● Selected passage
● ● ●

Methodology

MethodologyΒΆ

The EnzymeML format and toolbox

EnzymeML is a machine-readable data exchange format to document enzymatic data, based on the Systems Biology Markup Language (SBML) [HFS+03], in compliance with the STRENDA guidelines [TAB+14]. It aims to store all relevant metadata of an experiment, information on the involved enzymes together with measured results such as time-course data of substrate and product concentration [Ple21], thus enabling the seamless exchange of data between experimentalists, modellers and databases as shown below.

Fig1
Fig. 1: Schematic representation of the EnzymeML data format as a link between experimental platforms, modelling platforms and publication platforms.

EnzymeML is not meant to be read by humans but comes with a toolbox. One crucial software is PyEnzyme [RBS21], a Python package to read, write and edit EnzymeML. PyEnzyme can easily be integrated into every Python program and used inside a Jupyter Notebook. In addition, EnzymeML provides an application programming interface (API) with a RESTful interface, offering the same functions as PyEnzyme.

Jupyter Notebooks

Jupyter Notebook is an application to develop code in a low-entrance level environment. It was first introduced by the project Jupyter in 2015. In contrast to other development environments, a Jupyter Notebook is structured into various kinds of cells. Aside from the code cells containing the executable code, it offers markdown cells for descriptive text, equations, and images. This structure makes it possible for non-programmers to follow the code. In addition, Jupyter notebook unfolds its full strength in the ecosystem of sharing platforms such as GitHub, Binder[JBF+18], Notebook Viewer, and Google Colaboratory [Bis19], where developers can share their files for others to use. Furthermore, Colab and Binder lower entry barriers by providing cloud servers to run notebook files online without installing anything on a local machine. Thus, everyone with the link to a notebook file can run it and generate desired output without any prior programming experience. Links to Binder are also incorporated into the website version of this Jupyter Book.

● ● ●

● Activity 1
Restate the paragraph of the methodology section that begins "EnzymeML is not meant to be read by humans" more briefly, keeping its main facts.
● Activity 2
Continue the methodology section from its final sentence.
The material that follows has no connection to the methodology section.

● Given data
● ● ●

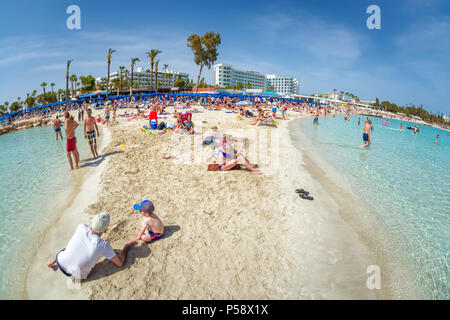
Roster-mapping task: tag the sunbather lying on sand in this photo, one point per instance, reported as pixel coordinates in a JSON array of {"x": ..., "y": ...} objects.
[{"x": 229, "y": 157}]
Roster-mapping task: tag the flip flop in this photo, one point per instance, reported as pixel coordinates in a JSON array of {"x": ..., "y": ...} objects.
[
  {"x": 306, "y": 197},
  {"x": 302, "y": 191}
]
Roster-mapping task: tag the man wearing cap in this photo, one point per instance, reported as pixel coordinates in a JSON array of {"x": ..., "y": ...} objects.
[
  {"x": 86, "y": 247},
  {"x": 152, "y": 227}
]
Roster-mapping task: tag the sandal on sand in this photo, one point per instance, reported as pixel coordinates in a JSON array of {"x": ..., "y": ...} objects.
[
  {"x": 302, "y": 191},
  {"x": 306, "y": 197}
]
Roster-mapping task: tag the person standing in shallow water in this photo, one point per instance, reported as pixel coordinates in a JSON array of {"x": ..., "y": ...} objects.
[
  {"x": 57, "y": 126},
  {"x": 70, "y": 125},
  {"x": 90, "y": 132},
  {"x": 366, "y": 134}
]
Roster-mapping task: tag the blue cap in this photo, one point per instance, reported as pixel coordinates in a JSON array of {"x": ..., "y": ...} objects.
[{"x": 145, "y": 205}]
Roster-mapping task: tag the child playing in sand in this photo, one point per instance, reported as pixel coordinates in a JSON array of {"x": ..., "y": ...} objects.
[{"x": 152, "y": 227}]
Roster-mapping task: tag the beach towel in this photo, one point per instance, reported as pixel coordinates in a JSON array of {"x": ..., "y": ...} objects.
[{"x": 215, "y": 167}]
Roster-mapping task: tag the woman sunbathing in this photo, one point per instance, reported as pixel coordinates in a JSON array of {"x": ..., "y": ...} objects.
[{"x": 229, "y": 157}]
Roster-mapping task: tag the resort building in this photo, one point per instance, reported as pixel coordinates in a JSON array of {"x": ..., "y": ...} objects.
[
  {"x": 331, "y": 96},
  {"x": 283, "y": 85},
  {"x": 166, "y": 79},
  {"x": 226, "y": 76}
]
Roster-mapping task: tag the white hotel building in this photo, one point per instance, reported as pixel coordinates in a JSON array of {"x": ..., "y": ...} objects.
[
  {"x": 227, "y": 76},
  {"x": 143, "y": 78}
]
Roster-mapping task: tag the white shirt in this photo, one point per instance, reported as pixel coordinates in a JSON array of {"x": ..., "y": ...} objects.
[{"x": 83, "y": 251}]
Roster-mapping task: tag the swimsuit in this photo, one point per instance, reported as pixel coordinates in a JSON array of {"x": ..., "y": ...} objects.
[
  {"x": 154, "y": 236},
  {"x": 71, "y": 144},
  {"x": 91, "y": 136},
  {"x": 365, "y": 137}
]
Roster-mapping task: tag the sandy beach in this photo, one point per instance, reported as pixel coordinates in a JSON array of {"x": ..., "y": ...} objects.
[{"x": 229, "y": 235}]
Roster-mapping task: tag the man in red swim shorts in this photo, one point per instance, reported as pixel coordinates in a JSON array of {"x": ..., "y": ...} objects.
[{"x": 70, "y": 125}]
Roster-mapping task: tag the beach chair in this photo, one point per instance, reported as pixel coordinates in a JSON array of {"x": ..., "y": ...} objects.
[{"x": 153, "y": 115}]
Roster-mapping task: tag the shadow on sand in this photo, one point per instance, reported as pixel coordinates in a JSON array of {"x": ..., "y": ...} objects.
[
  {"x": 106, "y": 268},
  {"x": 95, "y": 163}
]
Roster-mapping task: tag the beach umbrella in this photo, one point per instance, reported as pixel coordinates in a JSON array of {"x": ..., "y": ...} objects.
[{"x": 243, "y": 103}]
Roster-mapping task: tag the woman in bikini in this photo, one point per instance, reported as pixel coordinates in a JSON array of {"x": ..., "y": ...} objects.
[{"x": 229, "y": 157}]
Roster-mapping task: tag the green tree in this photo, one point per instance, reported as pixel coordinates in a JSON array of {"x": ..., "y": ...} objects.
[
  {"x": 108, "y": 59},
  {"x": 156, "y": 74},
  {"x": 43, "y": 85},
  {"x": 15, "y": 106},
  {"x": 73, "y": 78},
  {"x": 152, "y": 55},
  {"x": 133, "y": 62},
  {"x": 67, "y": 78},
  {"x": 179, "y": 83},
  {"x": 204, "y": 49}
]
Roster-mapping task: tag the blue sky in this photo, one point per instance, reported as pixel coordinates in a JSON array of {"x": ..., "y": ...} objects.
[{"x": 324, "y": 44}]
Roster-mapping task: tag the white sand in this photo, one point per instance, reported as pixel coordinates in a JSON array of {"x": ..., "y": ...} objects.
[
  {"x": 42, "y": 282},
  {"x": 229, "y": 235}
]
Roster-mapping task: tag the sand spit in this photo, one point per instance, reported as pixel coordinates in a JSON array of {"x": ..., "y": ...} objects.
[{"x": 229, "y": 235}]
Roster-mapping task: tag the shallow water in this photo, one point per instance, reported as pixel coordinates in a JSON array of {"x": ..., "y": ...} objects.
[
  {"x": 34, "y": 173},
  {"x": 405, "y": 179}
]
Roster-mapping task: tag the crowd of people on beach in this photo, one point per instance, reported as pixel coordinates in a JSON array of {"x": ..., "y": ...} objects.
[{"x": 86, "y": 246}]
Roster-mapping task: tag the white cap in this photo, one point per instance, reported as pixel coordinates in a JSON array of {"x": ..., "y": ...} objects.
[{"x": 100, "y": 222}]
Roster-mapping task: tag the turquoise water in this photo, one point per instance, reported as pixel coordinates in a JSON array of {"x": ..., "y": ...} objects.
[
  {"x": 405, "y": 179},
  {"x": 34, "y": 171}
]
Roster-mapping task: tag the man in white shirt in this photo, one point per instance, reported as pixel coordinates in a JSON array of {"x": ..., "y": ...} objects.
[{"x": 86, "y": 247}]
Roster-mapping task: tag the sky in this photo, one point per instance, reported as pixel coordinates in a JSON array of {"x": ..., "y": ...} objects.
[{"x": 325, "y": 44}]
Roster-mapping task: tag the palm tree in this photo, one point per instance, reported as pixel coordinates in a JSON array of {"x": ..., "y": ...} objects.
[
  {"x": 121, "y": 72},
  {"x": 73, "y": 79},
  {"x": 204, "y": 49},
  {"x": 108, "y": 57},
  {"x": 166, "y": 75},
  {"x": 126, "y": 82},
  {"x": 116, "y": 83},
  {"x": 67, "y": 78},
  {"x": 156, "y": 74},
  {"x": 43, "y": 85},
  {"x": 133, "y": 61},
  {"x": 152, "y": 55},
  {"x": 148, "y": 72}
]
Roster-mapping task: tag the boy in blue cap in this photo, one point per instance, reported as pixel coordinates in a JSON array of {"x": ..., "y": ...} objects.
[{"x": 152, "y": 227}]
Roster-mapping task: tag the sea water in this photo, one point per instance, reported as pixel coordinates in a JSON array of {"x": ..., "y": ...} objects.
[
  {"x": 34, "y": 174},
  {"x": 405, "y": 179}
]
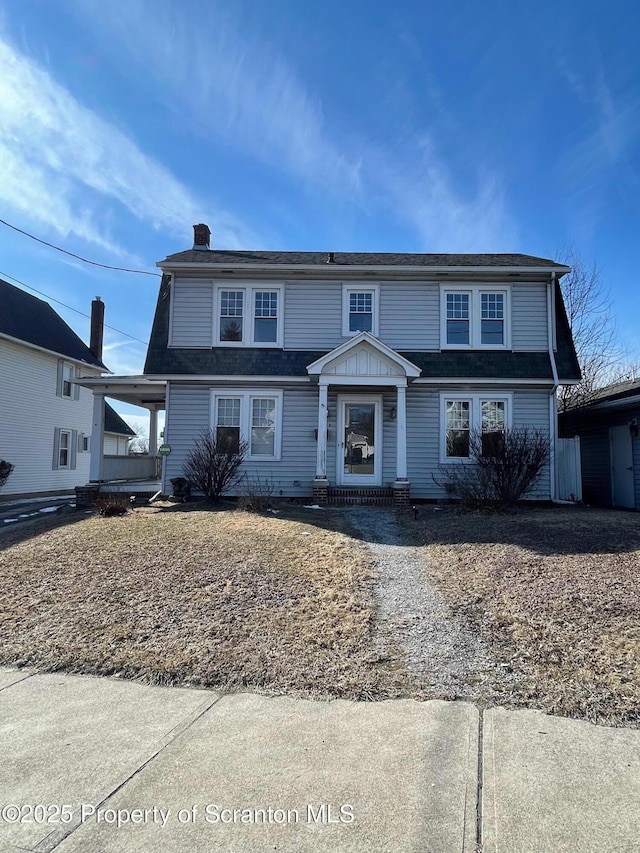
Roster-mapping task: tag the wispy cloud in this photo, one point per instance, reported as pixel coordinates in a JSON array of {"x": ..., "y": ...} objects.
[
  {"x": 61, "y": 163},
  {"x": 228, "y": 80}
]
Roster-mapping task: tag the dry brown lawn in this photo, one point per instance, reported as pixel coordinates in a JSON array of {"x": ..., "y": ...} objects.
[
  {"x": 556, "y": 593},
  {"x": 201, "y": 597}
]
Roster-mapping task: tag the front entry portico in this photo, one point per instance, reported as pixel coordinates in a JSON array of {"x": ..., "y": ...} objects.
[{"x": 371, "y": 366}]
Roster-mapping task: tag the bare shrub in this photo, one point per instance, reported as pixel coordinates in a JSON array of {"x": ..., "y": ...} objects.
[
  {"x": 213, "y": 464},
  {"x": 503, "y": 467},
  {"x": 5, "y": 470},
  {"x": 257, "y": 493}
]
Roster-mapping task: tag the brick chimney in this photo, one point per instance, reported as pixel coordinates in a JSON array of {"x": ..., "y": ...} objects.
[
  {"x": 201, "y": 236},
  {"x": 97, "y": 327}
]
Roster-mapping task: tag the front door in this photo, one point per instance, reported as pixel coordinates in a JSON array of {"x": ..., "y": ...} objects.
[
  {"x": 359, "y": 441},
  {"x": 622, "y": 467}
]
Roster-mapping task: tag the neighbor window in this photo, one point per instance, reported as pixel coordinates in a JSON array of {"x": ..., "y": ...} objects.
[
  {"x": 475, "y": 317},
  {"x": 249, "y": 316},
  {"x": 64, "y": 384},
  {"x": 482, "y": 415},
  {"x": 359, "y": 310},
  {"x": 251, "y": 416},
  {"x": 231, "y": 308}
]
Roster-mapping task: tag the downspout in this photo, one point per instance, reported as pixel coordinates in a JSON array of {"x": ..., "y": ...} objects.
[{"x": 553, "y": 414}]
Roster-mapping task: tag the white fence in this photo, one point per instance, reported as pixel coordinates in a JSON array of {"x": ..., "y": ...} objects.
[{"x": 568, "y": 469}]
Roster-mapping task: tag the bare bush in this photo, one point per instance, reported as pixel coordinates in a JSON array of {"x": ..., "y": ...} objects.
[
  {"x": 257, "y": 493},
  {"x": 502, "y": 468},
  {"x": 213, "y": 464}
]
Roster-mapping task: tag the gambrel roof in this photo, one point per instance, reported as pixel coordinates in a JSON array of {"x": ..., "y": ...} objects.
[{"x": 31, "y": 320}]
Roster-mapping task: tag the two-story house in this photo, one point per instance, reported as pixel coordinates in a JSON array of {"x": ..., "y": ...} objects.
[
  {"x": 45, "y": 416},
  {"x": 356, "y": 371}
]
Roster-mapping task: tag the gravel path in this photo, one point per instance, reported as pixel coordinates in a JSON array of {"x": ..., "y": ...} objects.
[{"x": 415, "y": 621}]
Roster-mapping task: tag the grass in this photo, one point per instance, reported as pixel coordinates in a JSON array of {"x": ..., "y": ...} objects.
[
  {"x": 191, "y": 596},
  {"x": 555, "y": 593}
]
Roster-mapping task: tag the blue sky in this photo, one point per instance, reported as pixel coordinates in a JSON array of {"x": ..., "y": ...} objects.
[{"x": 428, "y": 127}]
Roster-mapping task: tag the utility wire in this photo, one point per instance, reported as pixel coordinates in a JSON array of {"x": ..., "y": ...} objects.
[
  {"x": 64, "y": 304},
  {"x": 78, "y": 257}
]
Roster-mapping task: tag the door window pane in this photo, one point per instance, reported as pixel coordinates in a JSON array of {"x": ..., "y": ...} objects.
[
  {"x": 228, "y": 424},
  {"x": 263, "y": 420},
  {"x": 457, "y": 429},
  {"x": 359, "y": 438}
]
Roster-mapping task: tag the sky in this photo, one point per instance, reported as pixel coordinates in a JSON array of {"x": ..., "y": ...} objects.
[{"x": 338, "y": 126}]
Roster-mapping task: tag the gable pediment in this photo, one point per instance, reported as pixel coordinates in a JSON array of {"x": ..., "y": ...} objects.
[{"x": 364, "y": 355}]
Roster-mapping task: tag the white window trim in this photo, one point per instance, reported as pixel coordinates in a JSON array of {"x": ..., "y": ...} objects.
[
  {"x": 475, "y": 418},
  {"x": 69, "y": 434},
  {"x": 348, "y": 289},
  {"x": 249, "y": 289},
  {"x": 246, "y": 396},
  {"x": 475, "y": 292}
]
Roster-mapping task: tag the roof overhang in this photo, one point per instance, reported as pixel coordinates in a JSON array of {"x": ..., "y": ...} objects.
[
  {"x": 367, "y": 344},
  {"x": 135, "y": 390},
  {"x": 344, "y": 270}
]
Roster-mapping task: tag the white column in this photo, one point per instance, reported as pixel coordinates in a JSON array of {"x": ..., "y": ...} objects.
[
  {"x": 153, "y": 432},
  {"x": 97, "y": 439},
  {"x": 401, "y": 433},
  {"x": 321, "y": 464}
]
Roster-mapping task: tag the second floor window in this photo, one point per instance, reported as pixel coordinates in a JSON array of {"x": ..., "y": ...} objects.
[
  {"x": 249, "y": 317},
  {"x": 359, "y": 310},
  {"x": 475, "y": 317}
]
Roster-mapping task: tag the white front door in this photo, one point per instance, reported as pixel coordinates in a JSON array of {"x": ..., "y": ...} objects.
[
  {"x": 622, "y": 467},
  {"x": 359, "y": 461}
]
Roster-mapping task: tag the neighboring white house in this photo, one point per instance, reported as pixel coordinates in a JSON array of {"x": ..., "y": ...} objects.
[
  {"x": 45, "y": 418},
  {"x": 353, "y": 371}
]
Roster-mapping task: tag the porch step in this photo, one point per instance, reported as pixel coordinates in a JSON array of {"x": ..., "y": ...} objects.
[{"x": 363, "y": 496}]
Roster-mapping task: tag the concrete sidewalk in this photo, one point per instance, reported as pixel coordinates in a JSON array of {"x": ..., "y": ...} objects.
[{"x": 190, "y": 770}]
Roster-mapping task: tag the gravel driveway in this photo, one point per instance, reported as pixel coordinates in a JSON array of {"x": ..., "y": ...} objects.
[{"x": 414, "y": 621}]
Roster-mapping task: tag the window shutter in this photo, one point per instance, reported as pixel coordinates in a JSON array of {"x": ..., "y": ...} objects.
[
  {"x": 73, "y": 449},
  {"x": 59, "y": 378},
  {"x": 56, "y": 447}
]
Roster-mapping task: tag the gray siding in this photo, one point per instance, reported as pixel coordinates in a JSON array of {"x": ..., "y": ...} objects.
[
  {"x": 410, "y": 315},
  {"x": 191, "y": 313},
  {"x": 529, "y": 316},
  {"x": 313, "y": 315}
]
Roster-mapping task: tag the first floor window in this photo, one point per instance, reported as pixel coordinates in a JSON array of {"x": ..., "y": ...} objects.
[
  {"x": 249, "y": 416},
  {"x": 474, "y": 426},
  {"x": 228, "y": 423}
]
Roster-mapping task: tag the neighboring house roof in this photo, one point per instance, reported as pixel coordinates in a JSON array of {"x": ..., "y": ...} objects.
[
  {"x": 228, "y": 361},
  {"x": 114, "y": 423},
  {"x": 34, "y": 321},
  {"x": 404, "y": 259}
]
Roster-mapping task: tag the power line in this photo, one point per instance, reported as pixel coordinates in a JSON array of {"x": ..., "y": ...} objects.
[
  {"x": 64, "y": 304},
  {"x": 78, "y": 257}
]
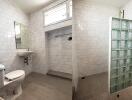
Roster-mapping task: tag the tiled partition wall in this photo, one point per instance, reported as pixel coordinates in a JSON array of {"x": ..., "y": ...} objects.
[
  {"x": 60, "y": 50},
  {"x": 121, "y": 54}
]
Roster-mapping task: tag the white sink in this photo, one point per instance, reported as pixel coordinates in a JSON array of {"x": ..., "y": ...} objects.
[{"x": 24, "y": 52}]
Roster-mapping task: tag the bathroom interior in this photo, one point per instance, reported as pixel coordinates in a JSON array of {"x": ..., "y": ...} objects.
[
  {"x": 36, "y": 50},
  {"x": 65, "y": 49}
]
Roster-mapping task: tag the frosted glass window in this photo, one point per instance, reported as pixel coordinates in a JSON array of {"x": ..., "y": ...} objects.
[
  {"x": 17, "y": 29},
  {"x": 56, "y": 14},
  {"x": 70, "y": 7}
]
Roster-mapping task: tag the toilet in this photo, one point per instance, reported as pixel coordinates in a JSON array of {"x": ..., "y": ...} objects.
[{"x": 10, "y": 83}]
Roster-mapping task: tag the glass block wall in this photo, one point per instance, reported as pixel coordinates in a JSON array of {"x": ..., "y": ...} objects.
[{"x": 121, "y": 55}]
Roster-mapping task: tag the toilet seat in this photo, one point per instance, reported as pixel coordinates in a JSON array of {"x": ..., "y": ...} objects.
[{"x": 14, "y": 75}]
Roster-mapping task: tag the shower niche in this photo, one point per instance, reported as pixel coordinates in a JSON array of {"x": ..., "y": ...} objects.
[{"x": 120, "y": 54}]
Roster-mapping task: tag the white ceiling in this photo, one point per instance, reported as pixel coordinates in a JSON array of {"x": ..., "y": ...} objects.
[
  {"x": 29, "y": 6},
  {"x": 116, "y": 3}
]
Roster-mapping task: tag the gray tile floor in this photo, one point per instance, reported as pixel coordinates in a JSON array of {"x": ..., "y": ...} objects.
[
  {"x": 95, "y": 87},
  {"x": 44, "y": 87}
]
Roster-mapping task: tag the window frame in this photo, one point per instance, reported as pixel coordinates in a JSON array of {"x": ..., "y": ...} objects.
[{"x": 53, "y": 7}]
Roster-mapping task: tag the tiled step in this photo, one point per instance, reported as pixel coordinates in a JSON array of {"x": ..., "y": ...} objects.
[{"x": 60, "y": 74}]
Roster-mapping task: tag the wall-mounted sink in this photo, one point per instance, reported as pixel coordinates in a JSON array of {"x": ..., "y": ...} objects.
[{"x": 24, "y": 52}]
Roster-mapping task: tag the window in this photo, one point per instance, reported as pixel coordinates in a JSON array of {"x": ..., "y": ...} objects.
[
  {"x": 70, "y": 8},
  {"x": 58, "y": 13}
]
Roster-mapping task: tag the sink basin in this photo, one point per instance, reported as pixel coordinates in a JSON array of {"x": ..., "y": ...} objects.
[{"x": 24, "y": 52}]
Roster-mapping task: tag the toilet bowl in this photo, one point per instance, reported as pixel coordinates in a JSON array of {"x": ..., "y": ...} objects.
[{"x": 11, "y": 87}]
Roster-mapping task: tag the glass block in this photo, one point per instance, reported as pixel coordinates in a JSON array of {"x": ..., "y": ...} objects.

● ● ●

● Output 1
EnzymeML is not designed for human reading and comes with a toolbox. A key part of it is PyEnzyme, a Python package for reading, writing and editing EnzymeML that fits into any Python program and runs in Jupyter Notebooks. EnzymeML also offers a RESTful API with the same functions as PyEnzyme.

● Output 2
Implementation

Jupyter Notebooks can run various programming languages, but the most common is Python, which is well established in the research community and comes with many packages for data transformation, visualisation and computation. All scenarios in this work are programmed in Python and use PyEnzyme. Data transformations are done with NumPy [HMvdW+20] and pandas [WesMcKinney10], which offer data structures for easy visualisation and calculation. The visualisations are plotted with Matplotlib [Hun07], and tables are rendered from pandas data frames. Finally, the analysis with parameter estimation is done with SciPy [VGO+20] and lmfit [NON+21], which offer many statistical functions, such as linear regression and minimisation methods.

Written report

This report was written as a Jupyter Book [Com20], consisting of markdown files and Jupyter Notebooks. From these, a website is automatically built and hosted as a GitHub page. In addition, Jupyter book provides the functionality to generate a LaTex file, which is only slightly edited for the final pdf.